Consigne 1> Reproduisez sans rien changer, dans le texte sur le rapport Lescure, tout ce qui va de "Le rapport Lescure sur" jusqu'à "par le CSA.".

Texte fourni>
☆ ☆ ☆ ☆
Le rapport Lescure sur la culture à l’ère numérique préconise un « allègement » du mécanisme de réponse graduée dans la lutte antipiratage numérique.

Il dresse un bilan mitigé de la Hadopi qui serait absorbée par le CSA.

Mise en oeuvre à partir d’octobre 2010, la réponse graduée est montée progressivement en puissance, mais n’a débouché, à ce jour, que sur un très faible nombre de condamnations.

Le bilan de la réponse graduée, » moins de trois ans après son entrée en vigueur effective », est en « demi-teinte », peut-on lire dans le rapport gouvernemental dont le contenu et les propositions ont été dévoilées hier.

« Les critiques virulentes dont elle a fait l’objet, quoique non dénuées de pertinence, paraissent excessives », précise le rapport Lescure. « Son caractère répressif a été en partie exagéré. »

Le bilan est maigre : « la réponse graduée n’a donné lieu, à ce jour, qu’à deux condamnations effectives (…) En revanche, la sanction de la coupure de la connexion Internet, bien qu’elle n’ait jamais été appliquée, contribue fortement à l’image répressive dont souffre le dispositif. »

Sa réelle efficacité est contestable : le recul du P2P s’est-il accompagné d’une progression de la consommation licite ou a-t-il été compensé par le développement d’autres formes de « piratage » ?
☆ ☆ ☆ ☆
Enregistrements tirés d'une collection
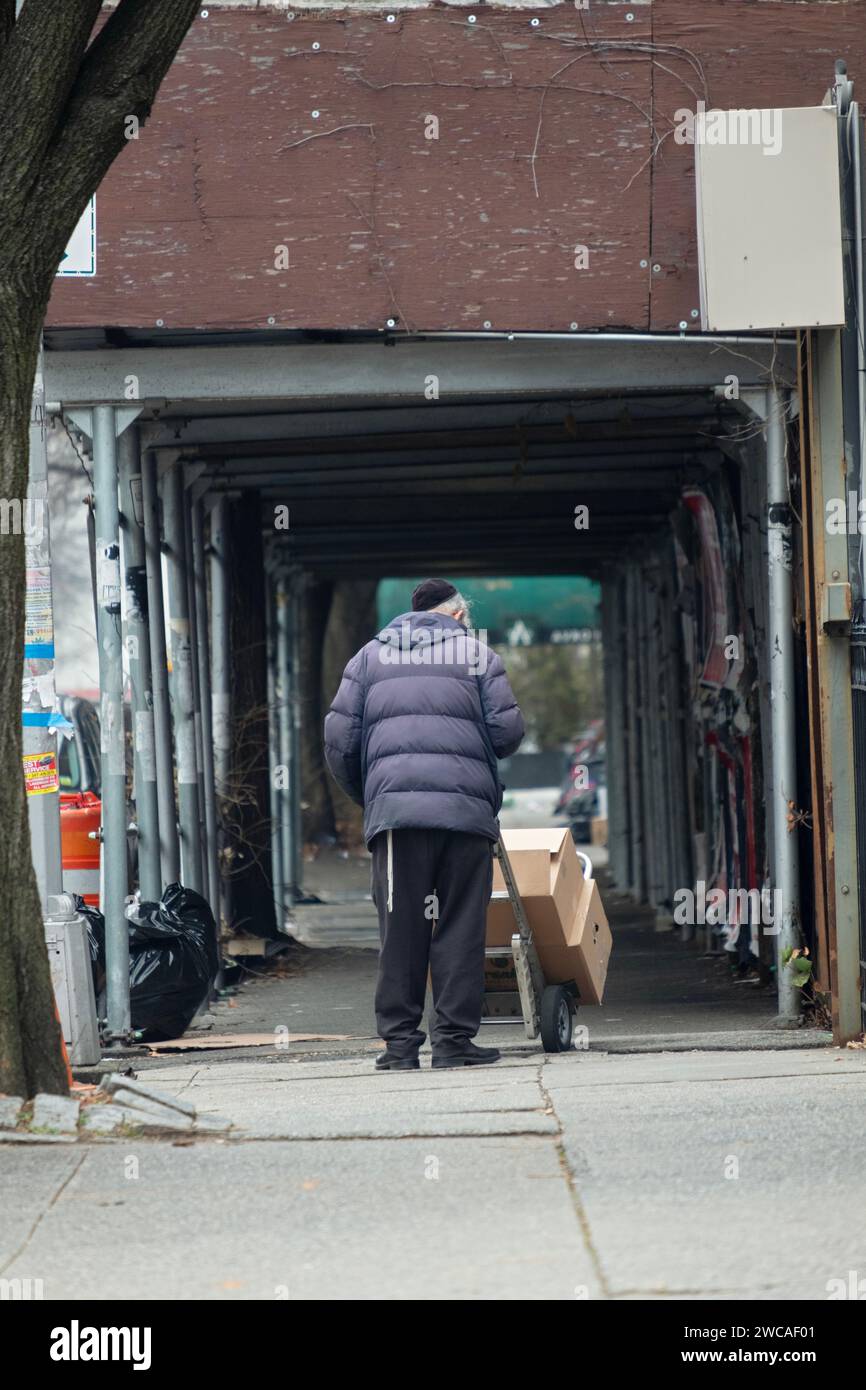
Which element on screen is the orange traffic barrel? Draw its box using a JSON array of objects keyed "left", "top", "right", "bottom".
[{"left": 60, "top": 791, "right": 103, "bottom": 908}]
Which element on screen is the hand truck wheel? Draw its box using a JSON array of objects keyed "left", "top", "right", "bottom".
[{"left": 541, "top": 984, "right": 573, "bottom": 1052}]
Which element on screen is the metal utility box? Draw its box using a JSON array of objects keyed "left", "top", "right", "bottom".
[
  {"left": 694, "top": 106, "right": 845, "bottom": 332},
  {"left": 44, "top": 892, "right": 101, "bottom": 1066}
]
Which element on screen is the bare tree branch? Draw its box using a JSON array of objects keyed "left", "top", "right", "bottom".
[
  {"left": 15, "top": 0, "right": 199, "bottom": 273},
  {"left": 0, "top": 0, "right": 100, "bottom": 216}
]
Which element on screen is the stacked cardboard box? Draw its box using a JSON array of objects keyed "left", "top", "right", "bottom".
[{"left": 487, "top": 830, "right": 613, "bottom": 1004}]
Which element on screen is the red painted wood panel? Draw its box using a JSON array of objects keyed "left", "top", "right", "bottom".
[
  {"left": 49, "top": 0, "right": 866, "bottom": 331},
  {"left": 652, "top": 0, "right": 866, "bottom": 329}
]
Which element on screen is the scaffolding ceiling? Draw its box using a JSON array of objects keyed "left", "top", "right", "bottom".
[{"left": 46, "top": 335, "right": 792, "bottom": 577}]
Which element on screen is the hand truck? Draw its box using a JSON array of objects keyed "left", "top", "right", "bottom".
[{"left": 482, "top": 835, "right": 592, "bottom": 1052}]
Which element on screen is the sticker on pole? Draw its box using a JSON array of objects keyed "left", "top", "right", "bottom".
[
  {"left": 22, "top": 753, "right": 60, "bottom": 796},
  {"left": 57, "top": 197, "right": 96, "bottom": 275}
]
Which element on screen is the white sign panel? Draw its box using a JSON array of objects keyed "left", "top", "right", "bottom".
[
  {"left": 697, "top": 106, "right": 845, "bottom": 332},
  {"left": 57, "top": 197, "right": 96, "bottom": 275}
]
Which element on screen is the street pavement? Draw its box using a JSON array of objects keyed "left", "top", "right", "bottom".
[
  {"left": 0, "top": 1048, "right": 866, "bottom": 1300},
  {"left": 0, "top": 811, "right": 866, "bottom": 1301}
]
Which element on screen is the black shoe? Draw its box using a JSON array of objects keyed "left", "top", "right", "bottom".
[
  {"left": 432, "top": 1043, "right": 502, "bottom": 1068},
  {"left": 375, "top": 1048, "right": 421, "bottom": 1072}
]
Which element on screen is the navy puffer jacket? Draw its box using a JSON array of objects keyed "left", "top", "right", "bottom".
[{"left": 325, "top": 613, "right": 524, "bottom": 844}]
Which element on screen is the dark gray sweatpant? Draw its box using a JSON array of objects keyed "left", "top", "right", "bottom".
[{"left": 370, "top": 830, "right": 493, "bottom": 1056}]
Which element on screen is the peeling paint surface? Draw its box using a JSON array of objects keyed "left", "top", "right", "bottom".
[{"left": 49, "top": 0, "right": 866, "bottom": 331}]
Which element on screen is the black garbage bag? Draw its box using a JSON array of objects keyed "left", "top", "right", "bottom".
[
  {"left": 92, "top": 883, "right": 218, "bottom": 1043},
  {"left": 72, "top": 892, "right": 106, "bottom": 999}
]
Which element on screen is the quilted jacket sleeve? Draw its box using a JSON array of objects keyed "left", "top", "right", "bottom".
[
  {"left": 478, "top": 648, "right": 524, "bottom": 758},
  {"left": 325, "top": 648, "right": 366, "bottom": 806}
]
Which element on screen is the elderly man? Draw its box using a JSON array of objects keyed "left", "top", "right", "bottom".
[{"left": 325, "top": 580, "right": 524, "bottom": 1070}]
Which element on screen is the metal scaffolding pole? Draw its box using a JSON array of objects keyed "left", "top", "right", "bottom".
[
  {"left": 766, "top": 388, "right": 801, "bottom": 1022},
  {"left": 286, "top": 570, "right": 304, "bottom": 902},
  {"left": 183, "top": 497, "right": 209, "bottom": 898},
  {"left": 142, "top": 452, "right": 181, "bottom": 887},
  {"left": 626, "top": 564, "right": 646, "bottom": 902},
  {"left": 210, "top": 495, "right": 232, "bottom": 923},
  {"left": 161, "top": 463, "right": 204, "bottom": 894},
  {"left": 274, "top": 573, "right": 295, "bottom": 924},
  {"left": 634, "top": 567, "right": 657, "bottom": 908},
  {"left": 264, "top": 566, "right": 285, "bottom": 923},
  {"left": 118, "top": 425, "right": 163, "bottom": 902},
  {"left": 192, "top": 498, "right": 220, "bottom": 917},
  {"left": 602, "top": 571, "right": 628, "bottom": 887},
  {"left": 21, "top": 349, "right": 63, "bottom": 912},
  {"left": 93, "top": 406, "right": 131, "bottom": 1041}
]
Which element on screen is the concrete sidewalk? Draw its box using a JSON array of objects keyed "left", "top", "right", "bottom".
[
  {"left": 0, "top": 856, "right": 850, "bottom": 1301},
  {"left": 0, "top": 1048, "right": 866, "bottom": 1300}
]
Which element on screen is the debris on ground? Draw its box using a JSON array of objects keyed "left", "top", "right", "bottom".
[{"left": 0, "top": 1073, "right": 232, "bottom": 1144}]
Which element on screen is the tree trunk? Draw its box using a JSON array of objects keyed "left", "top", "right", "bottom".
[
  {"left": 0, "top": 0, "right": 199, "bottom": 1097},
  {"left": 0, "top": 287, "right": 67, "bottom": 1097}
]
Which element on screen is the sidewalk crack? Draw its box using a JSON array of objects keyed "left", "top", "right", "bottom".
[
  {"left": 0, "top": 1152, "right": 88, "bottom": 1275},
  {"left": 538, "top": 1058, "right": 613, "bottom": 1298}
]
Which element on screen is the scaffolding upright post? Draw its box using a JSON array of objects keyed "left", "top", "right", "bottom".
[
  {"left": 142, "top": 450, "right": 181, "bottom": 887},
  {"left": 118, "top": 425, "right": 163, "bottom": 902},
  {"left": 766, "top": 386, "right": 801, "bottom": 1023},
  {"left": 93, "top": 404, "right": 131, "bottom": 1043},
  {"left": 264, "top": 563, "right": 285, "bottom": 924},
  {"left": 161, "top": 463, "right": 204, "bottom": 894},
  {"left": 210, "top": 493, "right": 232, "bottom": 923},
  {"left": 21, "top": 348, "right": 63, "bottom": 912},
  {"left": 192, "top": 498, "right": 220, "bottom": 922}
]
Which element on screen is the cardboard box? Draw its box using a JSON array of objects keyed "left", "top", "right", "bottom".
[
  {"left": 589, "top": 816, "right": 607, "bottom": 849},
  {"left": 487, "top": 828, "right": 613, "bottom": 1004}
]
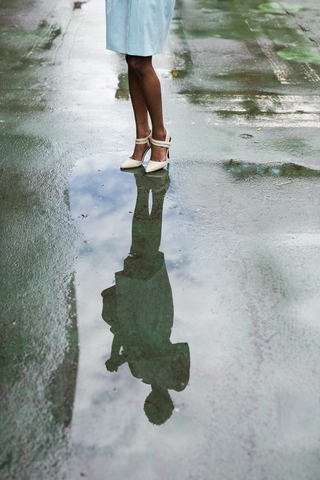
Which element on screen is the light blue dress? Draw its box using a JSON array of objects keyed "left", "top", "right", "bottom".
[{"left": 106, "top": 0, "right": 175, "bottom": 57}]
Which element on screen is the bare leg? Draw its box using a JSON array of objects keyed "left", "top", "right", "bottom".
[
  {"left": 126, "top": 55, "right": 166, "bottom": 162},
  {"left": 128, "top": 69, "right": 150, "bottom": 161}
]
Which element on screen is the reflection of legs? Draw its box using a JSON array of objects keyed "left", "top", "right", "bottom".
[
  {"left": 149, "top": 191, "right": 165, "bottom": 251},
  {"left": 130, "top": 186, "right": 149, "bottom": 256},
  {"left": 130, "top": 176, "right": 166, "bottom": 257},
  {"left": 126, "top": 55, "right": 166, "bottom": 162}
]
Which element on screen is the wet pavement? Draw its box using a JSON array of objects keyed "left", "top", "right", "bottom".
[{"left": 0, "top": 0, "right": 320, "bottom": 480}]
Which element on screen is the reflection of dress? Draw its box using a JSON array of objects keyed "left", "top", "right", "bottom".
[
  {"left": 102, "top": 168, "right": 190, "bottom": 425},
  {"left": 102, "top": 252, "right": 189, "bottom": 391}
]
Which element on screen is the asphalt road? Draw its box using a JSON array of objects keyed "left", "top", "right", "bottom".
[{"left": 0, "top": 0, "right": 320, "bottom": 480}]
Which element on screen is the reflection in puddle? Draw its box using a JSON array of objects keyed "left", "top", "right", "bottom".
[
  {"left": 102, "top": 167, "right": 190, "bottom": 425},
  {"left": 223, "top": 160, "right": 320, "bottom": 180}
]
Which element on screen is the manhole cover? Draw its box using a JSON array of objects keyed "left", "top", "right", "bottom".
[{"left": 239, "top": 133, "right": 253, "bottom": 138}]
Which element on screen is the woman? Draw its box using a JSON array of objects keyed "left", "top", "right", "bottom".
[{"left": 106, "top": 0, "right": 175, "bottom": 173}]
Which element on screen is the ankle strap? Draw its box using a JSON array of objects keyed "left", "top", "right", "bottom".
[
  {"left": 150, "top": 130, "right": 171, "bottom": 148},
  {"left": 136, "top": 133, "right": 151, "bottom": 147}
]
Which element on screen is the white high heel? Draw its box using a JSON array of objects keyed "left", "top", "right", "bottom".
[
  {"left": 146, "top": 130, "right": 171, "bottom": 173},
  {"left": 120, "top": 132, "right": 151, "bottom": 169}
]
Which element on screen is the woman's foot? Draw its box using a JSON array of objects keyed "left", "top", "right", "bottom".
[
  {"left": 130, "top": 143, "right": 150, "bottom": 162},
  {"left": 150, "top": 128, "right": 167, "bottom": 162},
  {"left": 120, "top": 130, "right": 151, "bottom": 169}
]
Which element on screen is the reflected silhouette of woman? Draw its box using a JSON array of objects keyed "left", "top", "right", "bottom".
[{"left": 101, "top": 167, "right": 190, "bottom": 425}]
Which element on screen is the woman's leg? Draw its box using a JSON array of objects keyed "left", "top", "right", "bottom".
[{"left": 126, "top": 55, "right": 166, "bottom": 162}]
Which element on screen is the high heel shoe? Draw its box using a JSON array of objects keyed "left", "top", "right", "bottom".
[
  {"left": 120, "top": 132, "right": 151, "bottom": 169},
  {"left": 146, "top": 130, "right": 171, "bottom": 173}
]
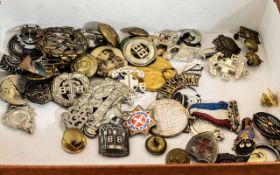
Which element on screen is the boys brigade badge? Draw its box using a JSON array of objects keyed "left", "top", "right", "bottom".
[{"left": 126, "top": 105, "right": 156, "bottom": 135}]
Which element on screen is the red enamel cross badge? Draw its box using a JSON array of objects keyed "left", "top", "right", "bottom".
[{"left": 127, "top": 105, "right": 155, "bottom": 135}]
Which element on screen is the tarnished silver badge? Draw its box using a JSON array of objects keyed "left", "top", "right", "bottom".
[
  {"left": 209, "top": 52, "right": 248, "bottom": 80},
  {"left": 52, "top": 73, "right": 89, "bottom": 107},
  {"left": 2, "top": 105, "right": 36, "bottom": 134},
  {"left": 62, "top": 78, "right": 132, "bottom": 138},
  {"left": 98, "top": 117, "right": 129, "bottom": 157},
  {"left": 186, "top": 131, "right": 219, "bottom": 163},
  {"left": 148, "top": 99, "right": 189, "bottom": 137},
  {"left": 190, "top": 118, "right": 225, "bottom": 141},
  {"left": 112, "top": 66, "right": 146, "bottom": 96},
  {"left": 123, "top": 37, "right": 157, "bottom": 66}
]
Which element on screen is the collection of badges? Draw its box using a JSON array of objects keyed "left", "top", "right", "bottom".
[{"left": 0, "top": 23, "right": 280, "bottom": 164}]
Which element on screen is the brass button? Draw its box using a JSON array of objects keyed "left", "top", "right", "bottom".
[
  {"left": 0, "top": 75, "right": 27, "bottom": 105},
  {"left": 136, "top": 57, "right": 175, "bottom": 92},
  {"left": 165, "top": 148, "right": 190, "bottom": 164},
  {"left": 62, "top": 128, "right": 87, "bottom": 154},
  {"left": 71, "top": 54, "right": 98, "bottom": 78},
  {"left": 98, "top": 23, "right": 120, "bottom": 47},
  {"left": 146, "top": 136, "right": 167, "bottom": 155},
  {"left": 121, "top": 27, "right": 149, "bottom": 37}
]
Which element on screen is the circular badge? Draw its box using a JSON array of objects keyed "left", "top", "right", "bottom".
[
  {"left": 61, "top": 128, "right": 87, "bottom": 154},
  {"left": 0, "top": 75, "right": 27, "bottom": 105},
  {"left": 145, "top": 136, "right": 167, "bottom": 155},
  {"left": 90, "top": 46, "right": 127, "bottom": 77},
  {"left": 123, "top": 37, "right": 157, "bottom": 66},
  {"left": 148, "top": 99, "right": 189, "bottom": 137},
  {"left": 71, "top": 54, "right": 98, "bottom": 78},
  {"left": 25, "top": 80, "right": 52, "bottom": 104},
  {"left": 98, "top": 23, "right": 120, "bottom": 47},
  {"left": 127, "top": 106, "right": 155, "bottom": 135},
  {"left": 52, "top": 73, "right": 89, "bottom": 107}
]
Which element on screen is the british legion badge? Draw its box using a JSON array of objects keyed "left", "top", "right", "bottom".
[{"left": 126, "top": 105, "right": 156, "bottom": 135}]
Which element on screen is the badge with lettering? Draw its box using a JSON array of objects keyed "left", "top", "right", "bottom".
[
  {"left": 52, "top": 73, "right": 89, "bottom": 107},
  {"left": 157, "top": 64, "right": 203, "bottom": 99},
  {"left": 2, "top": 105, "right": 36, "bottom": 134},
  {"left": 148, "top": 99, "right": 189, "bottom": 137},
  {"left": 112, "top": 66, "right": 146, "bottom": 93},
  {"left": 123, "top": 37, "right": 157, "bottom": 66},
  {"left": 98, "top": 117, "right": 129, "bottom": 157},
  {"left": 126, "top": 105, "right": 155, "bottom": 135}
]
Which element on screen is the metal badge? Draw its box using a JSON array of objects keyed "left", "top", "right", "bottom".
[
  {"left": 61, "top": 128, "right": 87, "bottom": 154},
  {"left": 126, "top": 105, "right": 156, "bottom": 135},
  {"left": 172, "top": 44, "right": 205, "bottom": 62},
  {"left": 123, "top": 37, "right": 157, "bottom": 66},
  {"left": 2, "top": 105, "right": 36, "bottom": 134},
  {"left": 165, "top": 148, "right": 190, "bottom": 164},
  {"left": 209, "top": 52, "right": 248, "bottom": 81},
  {"left": 245, "top": 51, "right": 263, "bottom": 66},
  {"left": 234, "top": 26, "right": 261, "bottom": 44},
  {"left": 52, "top": 73, "right": 89, "bottom": 107},
  {"left": 145, "top": 136, "right": 167, "bottom": 155},
  {"left": 25, "top": 80, "right": 52, "bottom": 104},
  {"left": 98, "top": 23, "right": 120, "bottom": 47},
  {"left": 186, "top": 131, "right": 219, "bottom": 163},
  {"left": 215, "top": 153, "right": 245, "bottom": 163},
  {"left": 0, "top": 75, "right": 27, "bottom": 105},
  {"left": 98, "top": 120, "right": 129, "bottom": 157},
  {"left": 152, "top": 30, "right": 180, "bottom": 60},
  {"left": 253, "top": 112, "right": 280, "bottom": 140},
  {"left": 261, "top": 88, "right": 278, "bottom": 107},
  {"left": 148, "top": 99, "right": 189, "bottom": 137},
  {"left": 62, "top": 78, "right": 131, "bottom": 138},
  {"left": 81, "top": 28, "right": 106, "bottom": 48},
  {"left": 112, "top": 66, "right": 146, "bottom": 93},
  {"left": 190, "top": 118, "right": 225, "bottom": 141},
  {"left": 8, "top": 24, "right": 42, "bottom": 59},
  {"left": 36, "top": 27, "right": 89, "bottom": 62},
  {"left": 171, "top": 87, "right": 201, "bottom": 109},
  {"left": 213, "top": 35, "right": 241, "bottom": 57},
  {"left": 90, "top": 46, "right": 127, "bottom": 77},
  {"left": 71, "top": 54, "right": 98, "bottom": 78},
  {"left": 189, "top": 101, "right": 241, "bottom": 133},
  {"left": 247, "top": 149, "right": 268, "bottom": 162},
  {"left": 157, "top": 30, "right": 179, "bottom": 45},
  {"left": 157, "top": 67, "right": 201, "bottom": 99},
  {"left": 81, "top": 79, "right": 132, "bottom": 137},
  {"left": 178, "top": 29, "right": 202, "bottom": 46},
  {"left": 0, "top": 54, "right": 21, "bottom": 74},
  {"left": 136, "top": 57, "right": 177, "bottom": 92},
  {"left": 121, "top": 27, "right": 149, "bottom": 37}
]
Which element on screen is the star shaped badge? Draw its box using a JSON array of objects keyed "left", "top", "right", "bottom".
☆ ☆ ☆ ☆
Consigne 2> Repérez dans les enregistrements chaque ligne qui contient le mot "truck", puis recopiez-la. Tenez compte des majuscules et des minuscules.

Réponse 1>
Le rapport Lescure sur la culture à l’ère numérique préconise un « allègement » du mécanisme de réponse graduée dans la lutte antipiratage numérique.

Il dresse un bilan mitigé de la Hadopi qui serait absorbée par le CSA.

Réponse 2>
Which element on screen is the hand truck wheel? Draw its box using a JSON array of objects keyed "left", "top", "right", "bottom".
Which element on screen is the hand truck? Draw its box using a JSON array of objects keyed "left", "top", "right", "bottom".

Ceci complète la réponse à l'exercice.